Data records -

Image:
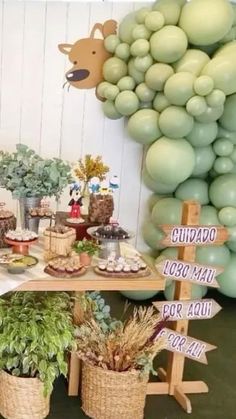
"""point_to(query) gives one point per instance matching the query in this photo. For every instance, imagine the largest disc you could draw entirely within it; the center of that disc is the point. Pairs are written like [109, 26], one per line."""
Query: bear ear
[65, 48]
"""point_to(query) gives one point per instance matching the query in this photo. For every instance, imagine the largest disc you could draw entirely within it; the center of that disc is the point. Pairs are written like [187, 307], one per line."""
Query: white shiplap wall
[35, 110]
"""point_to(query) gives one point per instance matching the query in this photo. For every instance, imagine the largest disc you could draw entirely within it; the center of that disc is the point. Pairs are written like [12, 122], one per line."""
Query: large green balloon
[222, 191]
[157, 186]
[168, 44]
[143, 126]
[206, 21]
[227, 280]
[213, 255]
[127, 102]
[170, 161]
[196, 189]
[157, 75]
[113, 69]
[228, 120]
[204, 160]
[167, 211]
[202, 134]
[175, 122]
[179, 88]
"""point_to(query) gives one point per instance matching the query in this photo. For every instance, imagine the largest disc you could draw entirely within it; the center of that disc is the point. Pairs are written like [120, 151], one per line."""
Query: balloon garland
[173, 75]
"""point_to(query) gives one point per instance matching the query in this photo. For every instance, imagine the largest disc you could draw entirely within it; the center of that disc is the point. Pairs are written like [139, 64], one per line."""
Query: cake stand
[108, 246]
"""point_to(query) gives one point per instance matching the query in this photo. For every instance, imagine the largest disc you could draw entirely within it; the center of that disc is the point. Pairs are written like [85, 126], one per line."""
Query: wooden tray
[57, 274]
[140, 274]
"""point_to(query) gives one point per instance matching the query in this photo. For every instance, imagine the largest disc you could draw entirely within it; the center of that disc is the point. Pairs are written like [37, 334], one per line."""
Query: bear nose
[77, 75]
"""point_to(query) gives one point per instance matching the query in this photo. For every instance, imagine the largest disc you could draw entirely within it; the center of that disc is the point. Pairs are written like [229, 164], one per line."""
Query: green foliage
[26, 174]
[86, 246]
[36, 330]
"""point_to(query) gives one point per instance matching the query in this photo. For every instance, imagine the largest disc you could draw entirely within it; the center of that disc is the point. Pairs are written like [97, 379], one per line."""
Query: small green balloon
[223, 165]
[203, 85]
[223, 147]
[168, 44]
[227, 216]
[143, 126]
[126, 83]
[193, 189]
[175, 122]
[113, 69]
[202, 134]
[154, 21]
[144, 93]
[111, 42]
[196, 106]
[110, 110]
[204, 160]
[127, 102]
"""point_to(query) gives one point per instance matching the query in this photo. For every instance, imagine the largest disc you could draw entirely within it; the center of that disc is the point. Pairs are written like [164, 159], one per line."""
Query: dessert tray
[65, 267]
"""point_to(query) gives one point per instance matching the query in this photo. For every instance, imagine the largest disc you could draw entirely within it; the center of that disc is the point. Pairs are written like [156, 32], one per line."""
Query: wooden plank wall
[36, 110]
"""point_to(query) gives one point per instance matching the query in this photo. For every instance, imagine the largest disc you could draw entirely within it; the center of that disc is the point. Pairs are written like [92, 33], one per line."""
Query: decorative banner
[188, 310]
[193, 235]
[185, 345]
[189, 272]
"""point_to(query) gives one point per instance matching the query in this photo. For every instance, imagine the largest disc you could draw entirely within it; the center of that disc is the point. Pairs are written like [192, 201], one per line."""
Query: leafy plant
[86, 246]
[26, 174]
[36, 330]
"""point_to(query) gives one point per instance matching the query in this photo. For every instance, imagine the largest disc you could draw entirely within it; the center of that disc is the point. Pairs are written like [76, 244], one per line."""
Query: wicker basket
[112, 395]
[22, 398]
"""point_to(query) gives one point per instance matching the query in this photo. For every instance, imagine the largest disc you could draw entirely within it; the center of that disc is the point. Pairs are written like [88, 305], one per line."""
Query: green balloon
[223, 165]
[157, 186]
[209, 215]
[227, 280]
[127, 102]
[152, 235]
[227, 216]
[228, 120]
[160, 102]
[126, 83]
[195, 189]
[213, 255]
[157, 75]
[140, 48]
[202, 134]
[196, 106]
[223, 147]
[170, 161]
[175, 122]
[154, 21]
[144, 93]
[222, 191]
[179, 88]
[113, 69]
[205, 21]
[123, 51]
[204, 160]
[167, 211]
[143, 126]
[111, 42]
[110, 110]
[168, 44]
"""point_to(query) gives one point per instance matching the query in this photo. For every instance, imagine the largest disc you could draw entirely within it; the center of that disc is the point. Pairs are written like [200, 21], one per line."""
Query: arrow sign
[185, 345]
[193, 235]
[188, 310]
[180, 270]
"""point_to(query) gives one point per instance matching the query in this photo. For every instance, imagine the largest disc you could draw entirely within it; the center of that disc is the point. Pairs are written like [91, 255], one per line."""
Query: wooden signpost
[186, 271]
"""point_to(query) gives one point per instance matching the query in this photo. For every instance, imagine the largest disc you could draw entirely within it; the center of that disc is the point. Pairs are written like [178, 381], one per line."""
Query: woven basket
[22, 398]
[112, 395]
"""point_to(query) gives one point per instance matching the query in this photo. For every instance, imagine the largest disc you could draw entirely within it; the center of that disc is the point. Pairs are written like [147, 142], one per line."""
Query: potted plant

Problem description -
Copy out each line word for word, please, skipping the images.

The result -
Image:
"""point_to(query) gives one point per instance matching the query in this photo. For every instance, imagine the largest disc you could draw entirely within it; the center of that disc is the point. Pairs are written like [109, 26], one per line."""
Query: bear ear
[65, 48]
"""point_to(query) gives one point per instance matching the query in this photo. For every instance, imagine the largest disc you could draw entirely within it; the center of that disc is the point. Pairs are written like [187, 307], one per line."""
Query: white shiplap wall
[35, 110]
"""point_to(query) gives one point per instance matching the query in this photo. For every instance, imagine the largest disc you could draw entirely within it; the center of that disc is the point. Pairs are written like [12, 122], one per line."""
Query: large green balloon
[222, 191]
[157, 186]
[168, 44]
[143, 126]
[206, 21]
[227, 280]
[213, 255]
[127, 102]
[170, 161]
[196, 189]
[157, 75]
[113, 69]
[228, 120]
[204, 160]
[167, 211]
[202, 134]
[175, 122]
[179, 88]
"""point_to(query) gives one point per instance matching the query in this photo. For every instance, imagine the largest disc you could draw entirely within it; the center of that disc is the point. Pairs are written like [120, 151], one per line."""
Query: balloon garland
[173, 75]
"""point_to(query) gives one point per instance matching the query in this photo. For every instance, imagine the largest disc you could draw entirely within it; the center of that disc is the point. Pairs are written like [139, 64], one per line."""
Query: cake stand
[108, 246]
"""point_to(query) gives one point per instance matching the query in this photo. For every instance, imagine the largest disc you could draw entirely within it; the center of that disc is the point. Pairs are written like [85, 126], one per line."""
Query: wooden tray
[57, 274]
[140, 274]
"""point_to(query) gives one point per instance matching the query in this photo. For every instance, imagine the largest disc you could draw entirely within it; the center of that disc is the point. Pairs are written like [37, 334], one per line."""
Query: bear nose
[77, 75]
"""point_to(query) gives one point per instance matching the query in this photo. For every instance, imagine the largest disc you could draw entirely within it; the center of that disc is the point. Pairs are written like [229, 164], one per line."""
Query: green foliage
[26, 174]
[86, 246]
[36, 330]
"""point_to(query) gives one point per instance matching the query in this photo. For every instance, imagine the largest disc you could draw entirely within it; the center of that disc is the point. Pairs are written like [97, 379], one per line."""
Query: small green balloon
[223, 165]
[203, 85]
[223, 147]
[168, 44]
[227, 216]
[143, 126]
[126, 83]
[193, 189]
[175, 122]
[113, 69]
[202, 134]
[154, 21]
[144, 93]
[111, 42]
[196, 106]
[110, 110]
[204, 160]
[127, 102]
"""point_to(query) gives one point per instance matching the query in this photo. For every instance, imagine the largest disc you could draw entirely within it; the center of that disc is the point. Pairs are written like [164, 159], one per line."""
Query: dessert tray
[65, 267]
"""point_to(query) gives one point per instance matching the query in this photo. For every instance, imagine the largest disc you could draw entirely within it; the center of that disc is the point. Pairs are written like [156, 32], one per line."""
Query: wooden plank wall
[36, 110]
"""point_to(query) gives one point per instance matching the query in this photo. For every instance, imagine the largest disc you could draw entirely within it; the center of that disc is the point. Pairs are written like [92, 33], one per line."""
Query: decorative banner
[188, 310]
[193, 235]
[185, 345]
[189, 272]
"""point_to(query) gives one point per instance matching the query in this photo. For every instance, imagine the largest disc you could draw entirely within it; the center of that disc is the point. Pairs are written like [192, 201], one per line."""
Query: leafy plant
[86, 246]
[26, 174]
[36, 330]
"""point_to(query) gives one point per instance matching the query in this photo. For every instance, imagine the largest disc you could draw entirely within it; the center of that disc is the point. Pairs are written like [76, 244], one per line."""
Query: wicker basket
[112, 395]
[22, 398]
"""point_to(query) gives one point per instance matching the query in this photo. For every instance, imagine the largest disc you could draw entirely within it; the center of that disc is the point. Pairs are written like [88, 305], one per line."""
Query: green balloon
[223, 165]
[157, 186]
[209, 215]
[227, 280]
[127, 102]
[152, 235]
[227, 216]
[228, 120]
[160, 102]
[126, 83]
[195, 189]
[213, 255]
[157, 75]
[140, 48]
[202, 134]
[196, 106]
[223, 147]
[170, 161]
[175, 122]
[154, 21]
[144, 93]
[222, 191]
[179, 88]
[113, 69]
[205, 21]
[123, 51]
[204, 160]
[167, 211]
[143, 126]
[111, 42]
[110, 110]
[168, 44]
"""point_to(query) gives one point per instance matching the query in this photo. For every instance, imagine the largest disc you could draw entirely within it; the center of that disc is the point. Pairs are written like [200, 21], one per line."""
Query: arrow sign
[185, 345]
[193, 235]
[188, 310]
[180, 270]
"""point_to(query) gives one point per instance matching the query in this photo. For every instance, imagine the largest disc you could draw entirely within it; the center of that disc is the point. Pairs are written like [91, 255], one per line."""
Query: wooden signpost
[186, 271]
"""point_to(query) gives one point per instance matching the query in this photo. For every instance, imagine the largest disc you could draw entirely within it; the center of that disc is the point. Pairs are written like [178, 381], one per line."""
Query: woven basket
[22, 398]
[112, 395]
"""point_to(query) gives one point per instance matching the query in this photo. For every instance, imagine the largest disc you could draw entirely within it; the center of that disc is the point. Pairs are written like [147, 142], one per line."""
Query: potted plant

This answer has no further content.